Excerpt provided:
Bunny is preparing for her ACT exam to be held in the middle of this week. This weekend she was telling me how she would not normally be stressed out over it, but the school administrators and her peers are strung tighter than a lot of guitar strings over it, which is, in turn, very wearing and wearying for her.
I’m pretty sure that part of the reason the administrators are wired is because the ACT results at the high school have been dropping over the last few years, and, while the drop is not huge, it is a matter of concern in the big picture. It makes them look bad (and for good reason, I think), so they’ve been recommending $80 preparation sessions for students, even going so far as to send promotional flyers home to parents with lots of exclamation points and holding assemblies during school hours to try to convince the students to enroll in these sessions.
I remember a few years ago when a very bright cousin called me up and said her brilliant son was worried about not doing well on the SATs, and she asked me if I, since I used to tutor for ACT/SAT prep, would talk to him. He got on the phone, and I said, “Did you go to school for the last 11 years?” He snorted and said he had. I asked, “Did you pay attention?” He said that of course he had. I asked, “Were your grades good?” He said they were. “Did you take challenging courses,” I asked. He recited a list including mainly honors courses, calculus, and other highly regarded classes. I said, “You’ll do fine. Get a good night’s sleep, and eat a nice breakfast. Take extra pencils.” He laughed and handed the phone back to his mom. She chuckled as he repeated our conversation in the background. “Thank you” she said, “he was so worried that there was something more he was supposed to have done. I know he’ll do well, and he looks much calmer now.” He did extremely well and was offered quite a few scholarships.
I repeated the gist of this conversation to Bunny as we talked. She relaxed, too. I pointed out to her that the review classes are mainly for kids who have not done well in their challenging courses or who have not taken difficult classes. They won’t have the familiarity with upper level mathematics that she has, nor will they have challenged themselves with learning their mother tongue to the extent she has.
She laughed and told me about her English class, where, for the last 6 weeks, the teacher has been handing out vocabulary lists for the students to study and get tested on. She said, “Mom, every time we get one of these lists, I look down it, and I already know most of the words. You use them around us all the time, and if we ask what they mean, you either tell us or make us look them up ourselves. It’s kind of funny.” We grinned at each other and recited my humorous vocabulary mantra, “nexus, frangible, apoplexy,” and giggled some more because for the last few years, I’ve been prodding the kids to learn some unusual words by using those three in conversation and NOT telling them what they mean. Instead, I wink and tell them they’re going to find all three of those words on at least one standardized exam, and they should learn to use them in their writing, too.

Dataset excerpts:
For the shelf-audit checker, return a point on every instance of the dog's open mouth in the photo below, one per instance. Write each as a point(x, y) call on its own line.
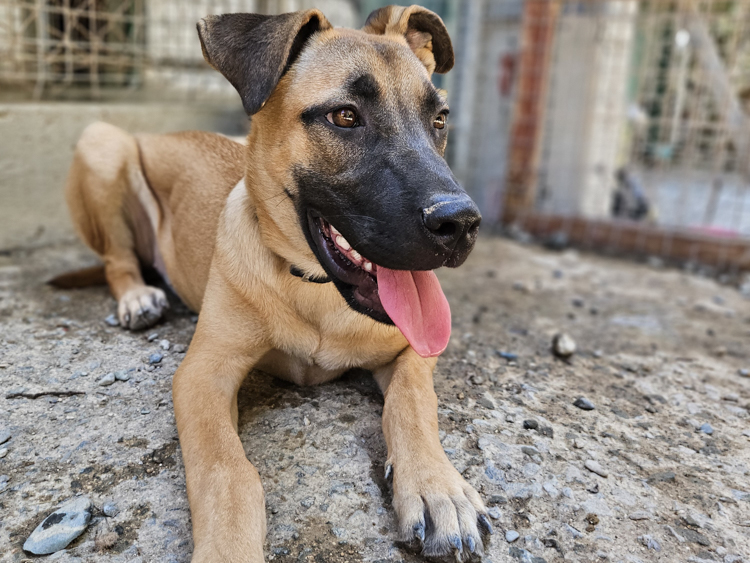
---
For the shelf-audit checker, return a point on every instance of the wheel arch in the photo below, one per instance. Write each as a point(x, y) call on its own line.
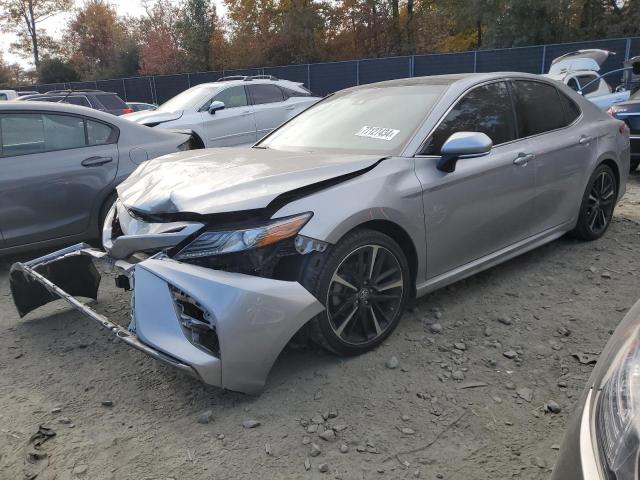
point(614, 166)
==
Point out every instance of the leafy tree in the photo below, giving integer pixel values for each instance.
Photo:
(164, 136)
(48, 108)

Problem A:
Answer these questions from the post on ACT preparation, one line each:
(i) What do the preparation sessions the administrators recommend cost?
(ii) Which exam was the cousin's son worried about?
(iii) For how many weeks has Bunny's English teacher been handing out vocabulary lists?
Problem B: Repeat word for word the passage of the post on ACT preparation that runs from "Bunny is preparing" up to and including "in these sessions.".

Problem solution A:
(i) $80
(ii) The SATs
(iii) 6 weeks

Problem solution B:
Bunny is preparing for her ACT exam to be held in the middle of this week. This weekend she was telling me how she would not normally be stressed out over it, but the school administrators and her peers are strung tighter than a lot of guitar strings over it, which is, in turn, very wearing and wearying for her.
I’m pretty sure that part of the reason the administrators are wired is because the ACT results at the high school have been dropping over the last few years, and, while the drop is not huge, it is a matter of concern in the big picture. It makes them look bad (and for good reason, I think), so they’ve been recommending $80 preparation sessions for students, even going so far as to send promotional flyers home to parents with lots of exclamation points and holding assemblies during school hours to try to convince the students to enroll in these sessions.